Exercises –
(a) Decide whether each statement below agrees with the passage on consumer spending and GDP, answering yes or no and quoting the words from the passage that settle it. (i) The Bureau of Economic Analysis's third look put first-quarter growth at 3.0%. (ii) Careful analysis puts consumer spending at about 60% of the economy. (iii) In the identity, imports are a measure of supply from overseas producers.
(b) Write the next part of the passage on consumer spending and GDP, picking up after its final sentence.

Consumer Spending is 60% of the Economy, not 70%

Early Friday, the Bureau of Economic Analysis released its third look at economic growth in the first quarter. The results were disappointing: BEA now estimates that Q1 growth was only 2.7%, down from the prior estimate of 3.0%. A key reason: consumer spending was weaker than previously thought.

As I noted in May, the monthly release of GDP data is inevitably followed by commentators claiming that “consumer spending makes up 70% of the U.S. economy” (see, for example, here). Unfortunately, that isn’t right. Consumer spending appears to be about 70% of the economy based on a seemingly obvious calculation (consumer spending divided by GDP), but that ignores the way that macroeconomic accounting handles imports. For reasons detailed in my earlier post, careful analysis suggests that the actual ratio is about 60%.

One reason the 70% error is so common is that doing the correct calculation requires a great deal of work; for example, you need to estimate the fraction of consumer purchases that come from imports. If we want commentators to start using the right figure, we need an easier way to get the idea across using the information reported in the headline GDP release.

Here’s one idea: Compare consumer spending to a measure of overall demand. To do so, we start with the usual macroeconomic identity:

GDP = C + I + G + X – M,

which says that GDP equals Consumer spending, Investment, Government spending, and eXports minus iMports (which are subtracted to avoid double-counting). Looking at this identity, you see that C, I, G, and X can be viewed as measures of demand from consumers, businesses, governments, and overseas markets, while M is a measure of supply from overseas producers.

Record extracts –

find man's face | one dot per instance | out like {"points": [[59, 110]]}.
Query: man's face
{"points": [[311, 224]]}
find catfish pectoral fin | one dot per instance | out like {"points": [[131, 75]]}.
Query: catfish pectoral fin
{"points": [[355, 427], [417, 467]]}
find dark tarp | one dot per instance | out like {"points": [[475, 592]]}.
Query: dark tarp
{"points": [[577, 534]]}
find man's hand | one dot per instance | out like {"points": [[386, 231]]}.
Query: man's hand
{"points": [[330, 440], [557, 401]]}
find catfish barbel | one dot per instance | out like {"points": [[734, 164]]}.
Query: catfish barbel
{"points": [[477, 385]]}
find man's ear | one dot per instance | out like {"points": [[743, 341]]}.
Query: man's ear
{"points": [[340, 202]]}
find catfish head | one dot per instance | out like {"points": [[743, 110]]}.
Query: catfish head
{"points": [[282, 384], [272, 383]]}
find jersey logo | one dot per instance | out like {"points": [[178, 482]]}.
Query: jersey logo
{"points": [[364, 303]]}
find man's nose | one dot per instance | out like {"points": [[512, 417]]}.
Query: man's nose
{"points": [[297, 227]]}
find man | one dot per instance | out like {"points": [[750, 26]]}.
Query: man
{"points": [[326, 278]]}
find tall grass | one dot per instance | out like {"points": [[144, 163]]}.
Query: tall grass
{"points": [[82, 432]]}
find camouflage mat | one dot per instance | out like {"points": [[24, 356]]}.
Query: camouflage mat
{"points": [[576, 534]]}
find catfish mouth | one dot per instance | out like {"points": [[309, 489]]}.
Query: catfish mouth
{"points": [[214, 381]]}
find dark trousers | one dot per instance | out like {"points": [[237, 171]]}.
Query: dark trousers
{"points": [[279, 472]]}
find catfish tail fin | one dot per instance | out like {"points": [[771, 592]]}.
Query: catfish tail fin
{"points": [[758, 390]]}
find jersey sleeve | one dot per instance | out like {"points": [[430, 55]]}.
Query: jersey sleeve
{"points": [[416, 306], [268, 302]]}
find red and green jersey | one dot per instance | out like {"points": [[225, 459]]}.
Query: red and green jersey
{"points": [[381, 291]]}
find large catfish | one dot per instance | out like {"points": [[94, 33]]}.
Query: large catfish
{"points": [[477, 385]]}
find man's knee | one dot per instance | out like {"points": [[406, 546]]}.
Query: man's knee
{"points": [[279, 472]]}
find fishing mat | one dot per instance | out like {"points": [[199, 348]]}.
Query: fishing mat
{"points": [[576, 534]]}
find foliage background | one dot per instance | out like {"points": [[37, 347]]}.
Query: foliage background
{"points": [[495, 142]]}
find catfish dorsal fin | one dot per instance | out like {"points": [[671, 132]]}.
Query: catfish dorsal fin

Answers given –
(a)
(i) No: "BEA now estimates that Q1 growth was only 2.7%, down from the prior estimate of 3.0%."
(ii) Yes: "careful analysis suggests that the actual ratio is about 60%."
(iii) Yes: "while M is a measure of supply from overseas producers."

(b)
To get a more reasonable measure of the importance of consumer spending, we can calculate what share of “overall demand” (C + I + G + X) comes from consumers. As shown in the chart, that measure (in red) has been roughly 60% for decades. The usual, misleading measure of consumer spending’s importance (in blue), however, has been up around 70% over the past decade, but used to be lower back when imports were smaller.

The C / (C + I + G + X) measure of consumer spending’s importance is hardly exact. For example, it doesn’t consider how much consumer spending actually comes from imports. However, it’s the simplest measure I could think of that comes close to the right answer. But maybe readers have an even better idea?

P.S. Thanks to Cornelia Strawser for helpful discussion of this measurement challenge.

13 thoughts on “Consumer Spending is 60% of the Economy, not 70%”

  1. Shouldn’t your denominator be Gross Domestic Purchases or
    GDP less exports plus imports?

  2. The other question that occurs to me is how to treat residential investment. In the national accounts it is treated as investment because it has a long live and provides a stream of services over time.

    But it is also consumption and maybe should be added to the personal consumption data.

    It is consumption rather than investment because it is not a tool that is used to produce other goods as capital equipment does.

    It is like the bromide from the 1990s that the Japanese had beautiful factories and miserable homes while the US had beautiful homes and miserable factories.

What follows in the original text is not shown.